MATERIAL SUPPLIED
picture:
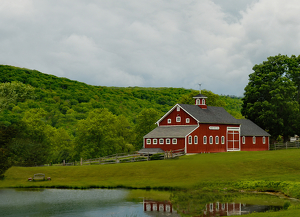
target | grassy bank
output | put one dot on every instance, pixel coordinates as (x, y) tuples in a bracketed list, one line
[(185, 172), (262, 171)]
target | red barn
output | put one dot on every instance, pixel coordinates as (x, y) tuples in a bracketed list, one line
[(205, 129)]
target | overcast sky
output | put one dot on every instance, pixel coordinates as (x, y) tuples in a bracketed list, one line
[(157, 43)]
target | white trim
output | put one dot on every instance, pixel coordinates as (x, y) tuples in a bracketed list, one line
[(163, 141), (168, 143), (174, 143), (217, 140), (195, 139), (172, 109)]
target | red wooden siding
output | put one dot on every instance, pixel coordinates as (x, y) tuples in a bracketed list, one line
[(258, 146), (165, 147), (182, 114)]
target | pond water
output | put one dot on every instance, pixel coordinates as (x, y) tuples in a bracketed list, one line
[(122, 202)]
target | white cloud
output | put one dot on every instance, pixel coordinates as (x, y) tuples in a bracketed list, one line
[(148, 43)]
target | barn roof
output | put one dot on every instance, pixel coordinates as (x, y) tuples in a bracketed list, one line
[(214, 115), (171, 131), (151, 151), (248, 128)]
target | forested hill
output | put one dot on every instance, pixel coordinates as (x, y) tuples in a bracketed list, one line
[(79, 120)]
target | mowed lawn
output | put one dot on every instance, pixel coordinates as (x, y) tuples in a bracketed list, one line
[(185, 172)]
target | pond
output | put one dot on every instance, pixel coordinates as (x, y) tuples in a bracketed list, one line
[(122, 202)]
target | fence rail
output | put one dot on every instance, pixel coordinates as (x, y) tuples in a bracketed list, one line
[(286, 145), (121, 158)]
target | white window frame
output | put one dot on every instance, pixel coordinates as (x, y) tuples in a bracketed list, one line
[(174, 141), (204, 140), (217, 139), (168, 141), (196, 140)]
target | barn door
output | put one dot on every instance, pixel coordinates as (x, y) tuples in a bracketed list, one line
[(233, 139)]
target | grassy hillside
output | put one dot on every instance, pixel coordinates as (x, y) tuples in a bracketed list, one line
[(185, 172)]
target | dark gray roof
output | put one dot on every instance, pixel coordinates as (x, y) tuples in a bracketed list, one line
[(151, 151), (248, 128), (214, 115), (200, 96), (171, 131)]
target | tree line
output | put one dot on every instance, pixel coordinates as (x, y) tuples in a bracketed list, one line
[(46, 119)]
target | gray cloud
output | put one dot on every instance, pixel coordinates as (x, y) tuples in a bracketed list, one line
[(148, 43)]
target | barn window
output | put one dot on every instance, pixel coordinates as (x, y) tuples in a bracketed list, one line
[(223, 206), (161, 141), (211, 207), (217, 140), (196, 139)]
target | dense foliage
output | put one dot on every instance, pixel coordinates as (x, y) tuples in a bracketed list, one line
[(57, 119), (272, 96)]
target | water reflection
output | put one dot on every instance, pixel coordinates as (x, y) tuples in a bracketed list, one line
[(131, 203)]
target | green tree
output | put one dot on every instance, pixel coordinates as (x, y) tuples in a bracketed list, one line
[(11, 93), (145, 122), (270, 98)]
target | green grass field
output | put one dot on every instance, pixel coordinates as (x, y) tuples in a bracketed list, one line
[(265, 170), (185, 172)]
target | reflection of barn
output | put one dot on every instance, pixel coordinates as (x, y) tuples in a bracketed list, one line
[(159, 208), (204, 129)]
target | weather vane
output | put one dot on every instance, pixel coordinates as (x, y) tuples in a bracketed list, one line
[(199, 87)]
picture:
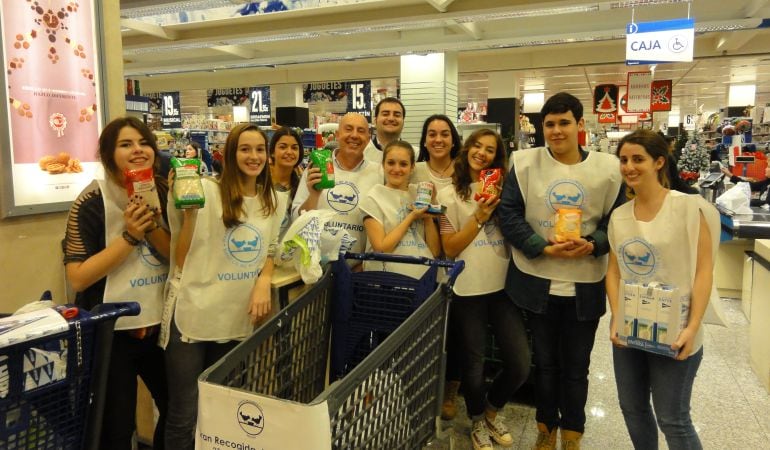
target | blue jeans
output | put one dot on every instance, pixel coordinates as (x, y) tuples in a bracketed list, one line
[(562, 346), (471, 317), (184, 363), (639, 374)]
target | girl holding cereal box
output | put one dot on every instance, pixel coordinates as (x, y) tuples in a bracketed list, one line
[(660, 237), (222, 265)]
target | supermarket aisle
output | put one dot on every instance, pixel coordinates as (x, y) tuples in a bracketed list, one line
[(729, 407)]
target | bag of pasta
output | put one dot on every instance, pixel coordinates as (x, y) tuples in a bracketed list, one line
[(187, 190)]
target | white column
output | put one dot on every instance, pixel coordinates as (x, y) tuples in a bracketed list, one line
[(428, 86)]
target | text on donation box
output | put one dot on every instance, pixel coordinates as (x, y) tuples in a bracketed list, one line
[(234, 419)]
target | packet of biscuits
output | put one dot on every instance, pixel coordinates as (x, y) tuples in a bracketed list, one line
[(567, 224), (140, 185), (490, 184), (187, 190)]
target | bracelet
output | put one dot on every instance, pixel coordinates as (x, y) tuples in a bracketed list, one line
[(132, 241)]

JOB
Change "one dot" to "a single point" throughout the items above, keeping everything else the same, and write them out again without the pictures.

PROBLEM SOLUTION
picture:
target | grassy bank
output | put a single point on every instance, pixel coordinates as (x, y) tuples in a bracketed list, one line
[(185, 172), (262, 171)]
target | red barn
output | put a single point on every instance, pixel coordinates as (x, y) tuples in a bracketed list, one line
[(205, 129)]
target | overcast sky
output | put a single point on every instance, pixel coordinates as (x, y) tuples in a bracketed list, one line
[(157, 43)]
target | white trim
output | put a single point on every instance, pixel coordinates as (x, y) tuples in a bracketed list, one line
[(163, 141), (168, 143), (174, 143), (217, 140), (195, 139), (172, 109)]
target | red wooden siding
output | put a single point on every instance, pixel coordinates as (x, y) tuples in a bracketed list, one line
[(258, 146), (165, 147), (182, 114)]
target | pond water
output | put a single point on every instance, pixel coordinates as (x, y) tuples in a bracketed list, one line
[(122, 202)]
target | white cloud
output | put a single point on every instance, pixel coordinates as (x, y) tuples in a bracketed list, one line
[(148, 43)]
target | barn roof
output | put a single point on every instance, pixel coordinates as (x, y) tuples in a bracketed list, one line
[(214, 115), (171, 131), (151, 151), (248, 128)]
target | forested hill
output | put a single point on every instance, pixel coordinates as (x, y) tuples in a bracketed list, one line
[(79, 120)]
target | mowed lawn
output | put a single point on every instance, pixel coordinates as (x, y) tuples in a bracketed list, one line
[(185, 172)]
target | pond
output | put a single point on every instance, pixel coordinates as (x, y) tuples in a bracketed list, one line
[(122, 202)]
target | fence rail
output | put a single point on every instance, pixel coordinates as (x, y) tuples in a bracketed list, one line
[(286, 145), (121, 158)]
target | white window frame
output | put a single point on every instance, pixel coordinates as (x, y) tuples in a bracketed list, one line
[(174, 141), (204, 140), (217, 139), (168, 141), (196, 140)]
target | barn door
output | put a single point on every instance, pixel coordinates as (x, y) tuples in a bracketed list, one line
[(233, 139)]
target | grassy hillside
output | put a single point on every instance, pixel coordinates as (x, y) tuples in a bracketed list, one line
[(185, 172)]
target | dark gray roof
output | put a single point on every instance, pixel coordinates as (x, y) tuples in a bracketed list, one line
[(151, 151), (248, 128), (214, 115), (200, 96), (171, 131)]
target | tree line
output | put a single point on every instance, pixel coordinates as (x, y) tuples in a bracketed list, one line
[(46, 119)]
target | gray cloud
output | put a single point on every instance, pixel coordinates as (x, y) tuples in a bracketed list, one line
[(148, 43)]
target | barn window
output | put a single point on every instance, pixel coordinates as (x, y) tuples in a bracketed list, one line
[(223, 206), (161, 141), (211, 207), (217, 140), (196, 139)]
target | dense foliage
output | put a single point on every instance, pixel coordinates as (x, y) tuples in a bracketed list, one line
[(57, 119), (272, 96)]
target | water reflection
output | put a single point on every instance, pixel coordinates as (x, y) tuples in a bracketed list, one line
[(131, 203)]
target | green tree
output | put a single point on every instance, pixel coordinates as (x, y) tuples in a bracketed list, one line
[(11, 93), (145, 122), (270, 98)]
target | green grass field
output | put a single point on every instance, pixel coordinates as (x, y) tuples in a bracketed list, one line
[(265, 170), (185, 172)]
target | reflection of barn
output | put a single point on every instance, pixel coordinates as (x, y) tuples in a bracketed list, one line
[(159, 208), (204, 129)]
target | weather vane
output | put a single point on every instance, pixel coordinates as (x, y) tuples in a bracketed list, one line
[(199, 87)]
picture:
target | blue jeans
output | put a single point on every instance, pixel coordinates as (x, y) tuples in a bracketed list, one line
[(562, 346), (471, 317), (184, 363), (639, 374)]
target | girl holding cereal box
output | put a single point on every instance, pixel coordinates as (x, y) tuples in a bracketed list, one line
[(660, 237), (222, 265)]
target | supermarket aisle
output | put a single point on every instance, pixel coordinates as (x, y) tuples in a bracketed list, one line
[(729, 407)]
target | bag of pasta
output | put a single point on every instance, pixel coordinates as (x, y) tuples in a bracketed list, one line
[(187, 190)]
target | white column
output | put a single point on every instance, pixel coordinates as (x, y) tuples in a bracketed list, one line
[(428, 86)]
target | text on donation box
output | put a single point on every instance, pixel coordinates as (x, y) tuples in a bracketed list, one line
[(234, 419)]
target | packet of biscuits
output | put a single point on every instance, pixel coordinates as (x, y) tuples in a bracketed list, one line
[(567, 224), (140, 185), (490, 184), (187, 190)]
target | bracelet
output | put a single point on every instance, pixel coordinates as (x, y) tuples in a bracketed list, one line
[(132, 241)]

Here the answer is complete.